Required work:
Only the pictures are to be left out; write out the rest of the data exactly.

Records supplied:
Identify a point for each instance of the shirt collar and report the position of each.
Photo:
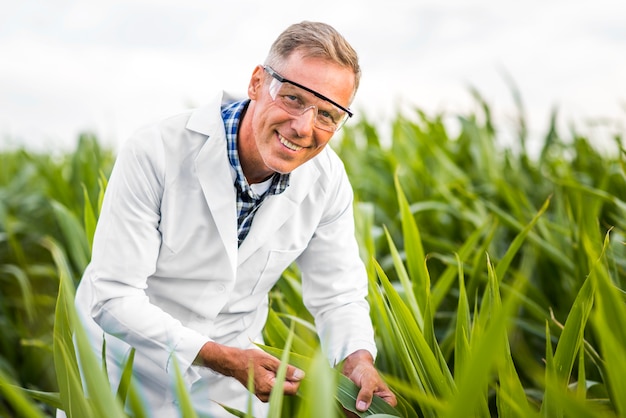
(231, 114)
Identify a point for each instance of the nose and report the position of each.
(303, 124)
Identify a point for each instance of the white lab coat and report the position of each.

Output for this task:
Identify a point for each instance of the shirt collar and report the position of each.
Photo:
(231, 114)
Identify a point for each instance of the nose and report the position of each.
(303, 124)
Identify a point for each instance of the white lab coat and report the position of each.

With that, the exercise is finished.